Data Block Start
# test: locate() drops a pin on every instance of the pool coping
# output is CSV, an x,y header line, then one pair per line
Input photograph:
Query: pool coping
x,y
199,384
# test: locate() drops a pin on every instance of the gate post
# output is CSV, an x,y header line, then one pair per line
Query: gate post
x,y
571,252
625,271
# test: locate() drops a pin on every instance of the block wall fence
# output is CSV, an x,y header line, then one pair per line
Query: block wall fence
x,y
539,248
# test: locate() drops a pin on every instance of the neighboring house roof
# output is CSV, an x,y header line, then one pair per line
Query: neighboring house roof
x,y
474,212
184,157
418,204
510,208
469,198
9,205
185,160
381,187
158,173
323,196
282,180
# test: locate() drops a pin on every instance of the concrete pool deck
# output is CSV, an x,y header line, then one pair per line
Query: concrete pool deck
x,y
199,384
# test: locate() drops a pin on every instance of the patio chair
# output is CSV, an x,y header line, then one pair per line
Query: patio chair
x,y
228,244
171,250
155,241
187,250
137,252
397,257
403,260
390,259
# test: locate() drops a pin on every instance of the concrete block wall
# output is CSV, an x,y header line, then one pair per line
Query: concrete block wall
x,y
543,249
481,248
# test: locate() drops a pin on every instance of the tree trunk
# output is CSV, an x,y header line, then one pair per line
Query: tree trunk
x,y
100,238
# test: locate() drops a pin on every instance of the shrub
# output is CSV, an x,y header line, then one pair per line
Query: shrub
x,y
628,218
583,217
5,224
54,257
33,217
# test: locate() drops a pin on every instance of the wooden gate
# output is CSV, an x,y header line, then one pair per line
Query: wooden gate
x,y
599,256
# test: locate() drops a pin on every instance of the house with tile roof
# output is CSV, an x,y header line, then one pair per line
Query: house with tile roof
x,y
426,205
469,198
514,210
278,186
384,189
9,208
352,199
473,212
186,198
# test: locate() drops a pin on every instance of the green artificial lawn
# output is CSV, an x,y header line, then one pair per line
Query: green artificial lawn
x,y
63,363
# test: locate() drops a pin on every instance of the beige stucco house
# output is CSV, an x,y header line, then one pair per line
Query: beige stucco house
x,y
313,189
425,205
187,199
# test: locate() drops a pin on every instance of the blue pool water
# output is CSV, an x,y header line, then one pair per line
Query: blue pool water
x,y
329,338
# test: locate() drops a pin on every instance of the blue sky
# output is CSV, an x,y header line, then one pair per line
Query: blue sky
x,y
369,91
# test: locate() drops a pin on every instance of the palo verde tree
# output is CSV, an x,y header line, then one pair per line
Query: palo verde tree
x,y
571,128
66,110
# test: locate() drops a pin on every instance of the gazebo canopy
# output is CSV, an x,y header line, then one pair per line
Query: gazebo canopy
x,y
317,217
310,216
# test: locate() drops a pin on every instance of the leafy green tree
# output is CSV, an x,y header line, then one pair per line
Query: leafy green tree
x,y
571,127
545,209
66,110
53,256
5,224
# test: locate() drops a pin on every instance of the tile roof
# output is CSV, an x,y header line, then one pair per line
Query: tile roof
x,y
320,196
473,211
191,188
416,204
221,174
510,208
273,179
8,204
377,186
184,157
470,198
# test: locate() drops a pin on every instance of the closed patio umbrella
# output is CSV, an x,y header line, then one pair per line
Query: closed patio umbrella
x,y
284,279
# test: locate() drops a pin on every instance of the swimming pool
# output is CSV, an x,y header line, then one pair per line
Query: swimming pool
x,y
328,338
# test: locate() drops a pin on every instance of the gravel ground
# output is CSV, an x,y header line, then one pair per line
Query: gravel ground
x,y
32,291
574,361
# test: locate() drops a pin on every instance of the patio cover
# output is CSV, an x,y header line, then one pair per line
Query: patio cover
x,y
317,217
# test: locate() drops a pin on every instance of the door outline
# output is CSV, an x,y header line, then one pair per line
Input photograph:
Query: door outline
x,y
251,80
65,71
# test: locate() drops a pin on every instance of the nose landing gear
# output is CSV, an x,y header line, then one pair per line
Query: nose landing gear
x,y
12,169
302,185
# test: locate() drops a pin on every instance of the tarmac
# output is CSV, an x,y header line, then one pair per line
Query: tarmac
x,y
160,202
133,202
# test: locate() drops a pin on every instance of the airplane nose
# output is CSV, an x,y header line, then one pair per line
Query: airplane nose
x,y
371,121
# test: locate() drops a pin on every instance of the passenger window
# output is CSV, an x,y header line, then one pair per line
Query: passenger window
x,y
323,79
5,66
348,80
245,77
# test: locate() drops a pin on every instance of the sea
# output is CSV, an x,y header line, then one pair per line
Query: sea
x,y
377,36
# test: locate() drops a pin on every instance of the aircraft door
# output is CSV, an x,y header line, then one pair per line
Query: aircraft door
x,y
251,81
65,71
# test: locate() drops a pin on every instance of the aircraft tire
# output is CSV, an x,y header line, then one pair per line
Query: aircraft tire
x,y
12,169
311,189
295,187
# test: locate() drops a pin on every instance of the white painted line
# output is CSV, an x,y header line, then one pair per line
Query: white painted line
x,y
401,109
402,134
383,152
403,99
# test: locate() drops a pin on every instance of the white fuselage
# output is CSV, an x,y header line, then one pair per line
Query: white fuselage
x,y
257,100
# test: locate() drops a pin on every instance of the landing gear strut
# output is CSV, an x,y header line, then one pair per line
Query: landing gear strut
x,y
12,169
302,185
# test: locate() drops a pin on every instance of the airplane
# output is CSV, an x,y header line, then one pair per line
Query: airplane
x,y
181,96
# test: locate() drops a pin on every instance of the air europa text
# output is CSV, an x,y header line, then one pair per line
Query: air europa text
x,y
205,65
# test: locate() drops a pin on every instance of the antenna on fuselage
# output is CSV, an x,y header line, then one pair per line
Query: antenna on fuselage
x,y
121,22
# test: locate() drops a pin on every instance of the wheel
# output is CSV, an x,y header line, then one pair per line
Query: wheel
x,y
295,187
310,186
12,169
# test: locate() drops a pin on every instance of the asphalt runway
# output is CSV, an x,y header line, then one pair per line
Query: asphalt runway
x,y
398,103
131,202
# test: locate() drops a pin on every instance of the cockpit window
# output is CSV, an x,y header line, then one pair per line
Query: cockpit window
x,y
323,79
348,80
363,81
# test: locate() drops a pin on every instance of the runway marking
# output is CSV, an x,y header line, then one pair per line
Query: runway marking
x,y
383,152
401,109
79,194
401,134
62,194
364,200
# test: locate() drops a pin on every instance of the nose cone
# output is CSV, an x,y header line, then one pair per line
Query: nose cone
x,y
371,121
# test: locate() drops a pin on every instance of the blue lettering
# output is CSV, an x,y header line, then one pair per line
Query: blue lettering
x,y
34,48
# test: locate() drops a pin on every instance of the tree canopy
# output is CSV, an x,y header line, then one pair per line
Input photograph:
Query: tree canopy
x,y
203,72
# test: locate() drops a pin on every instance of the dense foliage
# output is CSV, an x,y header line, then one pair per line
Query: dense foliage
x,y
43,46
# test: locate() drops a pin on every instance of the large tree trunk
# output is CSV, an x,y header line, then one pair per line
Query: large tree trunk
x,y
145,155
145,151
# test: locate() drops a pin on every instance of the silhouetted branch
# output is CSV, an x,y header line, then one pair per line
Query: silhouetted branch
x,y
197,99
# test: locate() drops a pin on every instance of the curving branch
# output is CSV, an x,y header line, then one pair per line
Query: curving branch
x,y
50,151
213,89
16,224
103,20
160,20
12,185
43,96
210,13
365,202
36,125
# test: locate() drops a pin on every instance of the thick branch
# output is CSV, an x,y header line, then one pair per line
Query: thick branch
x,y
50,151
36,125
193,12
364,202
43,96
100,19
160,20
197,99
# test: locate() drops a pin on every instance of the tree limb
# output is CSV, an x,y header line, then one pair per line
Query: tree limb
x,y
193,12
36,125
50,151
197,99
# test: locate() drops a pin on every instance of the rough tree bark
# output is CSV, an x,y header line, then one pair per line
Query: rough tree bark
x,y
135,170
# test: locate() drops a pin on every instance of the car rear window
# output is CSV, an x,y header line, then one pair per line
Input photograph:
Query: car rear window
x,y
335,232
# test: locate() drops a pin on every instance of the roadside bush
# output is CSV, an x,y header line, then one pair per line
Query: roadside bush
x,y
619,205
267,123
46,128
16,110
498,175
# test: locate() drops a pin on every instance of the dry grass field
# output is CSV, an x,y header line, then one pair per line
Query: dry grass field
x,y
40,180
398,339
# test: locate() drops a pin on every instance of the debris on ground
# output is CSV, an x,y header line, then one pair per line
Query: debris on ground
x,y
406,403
Data Block End
Begin at the line above that has "the large tree trunk" and stop after the line that has "the debris on ground", copying each line exactly and adding nothing else.

# test: locate() drops a pin on every instance of the large tree trunk
# output is CSV, an x,y header line, then one pair per line
Query: large tree trunk
x,y
145,155
145,151
# test: locate() drops a pin on every instance of the silhouetted branch
# output is CSV, an x,y header line, then one pair per line
Query: silhouetted branch
x,y
197,99
# test: locate() drops a pin on every instance of the curving branch
# output is CSV, an x,y header line, then one pair per line
Query: curving branch
x,y
50,151
213,89
16,224
103,20
160,20
12,185
43,96
210,13
365,202
36,125
# test: locate() drops a pin on every instance of the thick branch
# output is CSV, an x,y header line, then one pair per line
Query: thick branch
x,y
50,151
36,125
193,12
364,202
43,96
100,19
160,20
197,99
# test: locate() drops a pin on every instance of the tree limb
# output is CSV, an x,y header line, then one pair per line
Query: tree limb
x,y
193,12
36,125
50,151
197,99
# test: locate() drops a pin on every instance of the rough tree bark
# output is CSV, an x,y header line, then one pair per line
Query: rough tree bark
x,y
135,170
# test: locate() drops a pin on every instance of the car rear window
# output is CSV, an x,y header line, then one pair per line
Input photograph:
Query: car rear window
x,y
335,232
# test: locate() drops a pin on every instance of the roadside bush
# output is CSV, an x,y header line, then one pair per line
Query: roadside bush
x,y
619,205
267,123
46,128
16,110
498,175
# test: locate() drops a pin on every instance of the dry grass field
# output is CSV, an x,y header line, then one pair per line
Query: dry grass field
x,y
40,180
398,339
# test: locate() drops a pin on every instance of the debris on ground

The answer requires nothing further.